**Extract to read**.
:::::
# When will my puppy start to shed?



## Huskr25 (Jan 11, 2013)

Hello everyone! So I was playing with milo today and noticed his fur has begun to get a little lighter in color. (He was deep gold when I got him at 7 weeks a week ago) seeing that, it got me thinking when he will start to lose his puppy fur and start shedding. Have your puppies started to shed and if so when? 


Sent from Petguide.com Free App


----------



## mickeychick (Jul 19, 2012)

Liberty didn't really start to shed until she was about 6 - 7 months old. Boy does she shed now! I have to vacuum every day!


----------



## quietpoet2004 (Sep 10, 2012)

Toby is about 5 months and has started shedding, a LOT. Also have to vaccuum several times a week.


----------



## KatieBlue'sMidnightSky (Feb 22, 2011)

Shedding, what's that?


----------



## ally1h (Nov 27, 2012)

I started noticing my puppy's adult coat start to come in at about 3 1/2 to 4 months of age. That's about when he started shedding. Now that he is almost 5 months its getting worse, hahaha. I invested in a good vacuum. It was expensive, but is worth it's weight in gold. Seriously.


Sent from Petguide.com Free App


----------



## Deber (Aug 23, 2011)
:::::
[Items stored in a collection]
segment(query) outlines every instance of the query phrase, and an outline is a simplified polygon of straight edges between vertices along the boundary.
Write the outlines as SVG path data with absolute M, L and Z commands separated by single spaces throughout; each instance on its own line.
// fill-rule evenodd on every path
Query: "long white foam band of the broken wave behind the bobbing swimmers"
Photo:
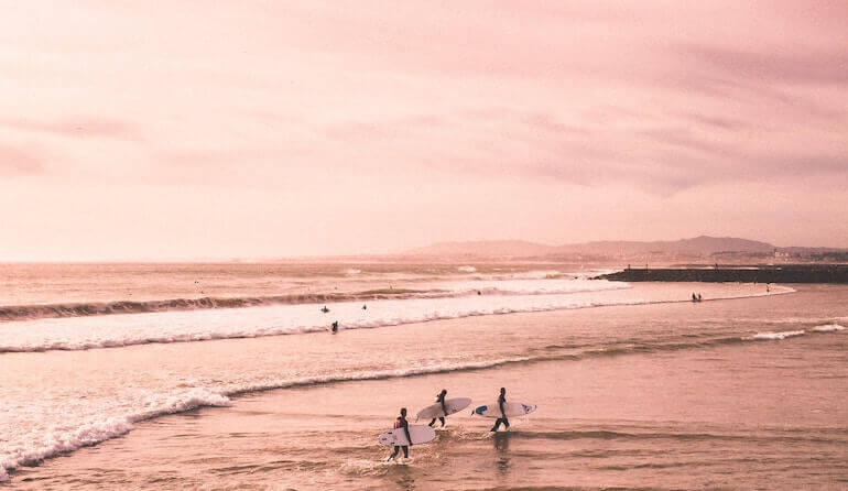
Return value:
M 598 284 L 598 286 L 604 288 L 621 287 L 620 284 L 616 283 Z M 368 310 L 362 310 L 358 303 L 340 303 L 331 305 L 331 312 L 334 313 L 333 319 L 346 319 L 340 326 L 344 330 L 486 315 L 688 302 L 639 298 L 605 301 L 574 295 L 520 295 L 508 298 L 508 301 L 504 304 L 494 304 L 486 298 L 479 298 L 477 295 L 394 303 L 387 301 Z M 11 323 L 4 328 L 6 336 L 0 341 L 0 353 L 78 351 L 148 343 L 284 336 L 327 330 L 330 317 L 312 306 L 296 305 L 281 308 L 285 308 L 285 310 L 254 310 L 254 316 L 246 316 L 241 312 L 230 310 L 226 315 L 220 312 L 196 313 L 192 314 L 191 318 L 181 317 L 186 314 L 180 313 L 168 314 L 172 316 L 168 318 L 156 319 L 135 315 L 122 317 L 120 321 L 115 323 L 107 323 L 99 318 L 89 320 L 84 318 L 51 319 L 40 321 L 35 328 L 28 321 Z

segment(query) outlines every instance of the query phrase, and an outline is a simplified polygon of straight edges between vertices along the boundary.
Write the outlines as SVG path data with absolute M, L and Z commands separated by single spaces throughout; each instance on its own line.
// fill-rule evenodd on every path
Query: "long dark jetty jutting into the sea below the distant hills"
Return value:
M 627 268 L 601 274 L 594 280 L 623 282 L 700 282 L 700 283 L 848 283 L 847 264 L 787 264 L 780 266 L 708 268 Z

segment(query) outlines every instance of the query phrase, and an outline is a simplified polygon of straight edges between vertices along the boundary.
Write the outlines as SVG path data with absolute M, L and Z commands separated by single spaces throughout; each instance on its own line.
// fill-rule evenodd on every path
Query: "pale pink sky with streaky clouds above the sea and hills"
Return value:
M 0 261 L 848 247 L 848 2 L 4 1 Z

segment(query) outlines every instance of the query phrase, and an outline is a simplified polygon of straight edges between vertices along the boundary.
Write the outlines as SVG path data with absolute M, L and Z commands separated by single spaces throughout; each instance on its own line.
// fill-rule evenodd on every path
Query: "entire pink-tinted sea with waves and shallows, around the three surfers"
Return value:
M 0 488 L 848 488 L 846 286 L 557 263 L 0 271 Z M 501 386 L 537 410 L 491 434 L 470 410 Z M 442 389 L 471 407 L 383 461 L 377 436 Z

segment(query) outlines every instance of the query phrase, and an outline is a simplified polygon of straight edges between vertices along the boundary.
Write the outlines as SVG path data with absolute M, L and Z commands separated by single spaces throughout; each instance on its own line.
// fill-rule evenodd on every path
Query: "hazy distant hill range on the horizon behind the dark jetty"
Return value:
M 439 257 L 512 257 L 539 258 L 589 254 L 595 257 L 627 257 L 635 254 L 713 255 L 717 253 L 772 253 L 776 248 L 767 242 L 733 237 L 700 236 L 671 241 L 596 241 L 565 246 L 546 246 L 522 240 L 483 240 L 470 242 L 438 242 L 413 249 L 405 254 Z

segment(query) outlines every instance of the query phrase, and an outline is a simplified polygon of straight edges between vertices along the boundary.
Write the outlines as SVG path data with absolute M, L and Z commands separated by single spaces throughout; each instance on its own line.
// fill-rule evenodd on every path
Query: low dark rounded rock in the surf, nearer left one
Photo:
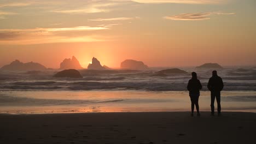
:::::
**Task prompt**.
Answer these questions from the puppy shedding thread:
(a) How old was Milo when Huskr25 got him?
(b) At about what age did Liberty start to shed?
(c) What did ally1h invest in?

**Solution for this problem**.
(a) 7 weeks old.
(b) About 6 to 7 months old.
(c) A good vacuum.